AUFGABE 1: Welchem Ereignis muss Holly laut dem Text über Kings Roman „Holly“ gleich zu Beginn per Videocall beiwohnen?
AUFGABE 2: Schreib den Text über Kings Roman „Holly“ nach seinem letzten Satz weiter.

ZITIERTER TEXT:
>>>>

„Holly“ heiß das soeben auf Englisch (deutsch ab 20. 9.) herausgekommene neue Buch des Meisters des Schreckens. Es ist ein Detektivroman, natürlich kein normaler. Es geht – Vorsicht, Spoiler! – um ein Professoren-Ehepaar, das in der Freizeit gerne Menschen isst. Und King selbst sagte: „Ich glaube, dass viele Menschen das Buch nicht mögen werden.“ Nicht wegen des ungewöhnlichen Menüplans des Ehepaars Harris. Sondern weil kaum etwas nach wie vor polarisierender ist als die Pandemie.
Holly, die titelgebende Detektivin, muss gleich zu Beginn dem Begräbnis ihrer coronaleugnenden Mutter per Videocall beiwohnen. Das Buch ist mitten in der Pandemie angesiedelt – und als Zeitkapsel für diese erstaunlichen Jahre gedacht, wie King dem Rolling Stone sagte: „Niemand würde das glauben, der das alles nicht selbst mitgemacht hat. Niemand würde die Paranoia und Angst vor Covid verstehen.“ In vielen Jahren werden Menschen Archivaufnahmen sehen von „Leichen, die vor den Spitälern in gekühlte Lastwagen gelegt wurden, und sich fragen: Ist das wirklich passiert? Und natürlich ist es das.“
Themenänderung
Das aber ist im Vorwahl-aufgescheuchten Amerika ein immer noch heißes Thema: Mit Impf- und Covid-Skepsis wurden viele energetisiert, die Donald Trump für seine Wiederwahl braucht. Die anrollende (und vorsorgelose) Herbstwelle könnte hier viele alte Wunden in den Psychen jener, die das alles für eine große Lüge hielten, wieder frisch machen.

<<<<

AUSGELESENE DATEN:
>>>>

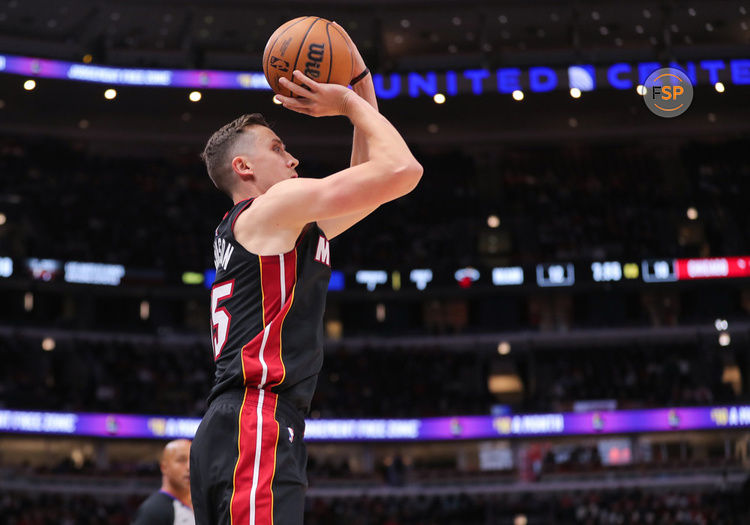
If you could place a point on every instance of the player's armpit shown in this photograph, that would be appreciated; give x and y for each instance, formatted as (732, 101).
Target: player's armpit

<<<<
>>>>

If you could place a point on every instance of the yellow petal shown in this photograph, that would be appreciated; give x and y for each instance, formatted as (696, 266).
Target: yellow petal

<<<<

ANTWORT 1: Dem Begräbnis ihrer coronaleugnenden Mutter.

ANTWORT 2:
Dass King sich in dieser Frage so eindeutig einordnet, ist kein Zufall: Er ist offener und viel kommunizierender Kritiker der Radikalisierung und Polarisierung durch Trump. „Es gibt Charaktere in meinem Buch, die sagen: ‚Ich glaube den Bullshit nicht. Das ist alles Müll.‘ Das ist das Leben, das wir leben. Ich versuche immer, die Zeit zu reflektieren, in der wir leben.“
Damit ist der Bestseller-Autor nicht allein: Man gewinnt den Eindruck, dass ein zunehmend breiter Anteil der Literatur, verfasst von etablierten Autorinnen und Autoren, sich mit jenen Aspekten des Lebens beschäftigt, die an den Fronten des Kulturkampfs gelagert sind. So unterschiedliche Autoren wie T. C. Boyle (er widmet sich in „Blue Skies“ dem Klimawandel) oder Science-Fiction-Vordenker Neal Stephenson (am 15. November erscheint dessen „Termination Shock“ rund um Erderwärmung und Geoengineering auf Deutsch) haben sich zuletzt mit Klimawandel, Geschlechter- und Identitätsfragen und mehr auseinandergesetzt. Die Reaktionen sind immer ähnlich, man erinnere sich an die Reaktion auf Kim de L’Horizons (lesenswertes) „Blutbuch“ über das Leben als Transperson: Nach dem Gewinn des Deutschen Buchpreises gab es vielerlei Hasskommentare.
Stephen King rührt das wohl weniger: Er ist einer der meistverkauften Autoren überhaupt.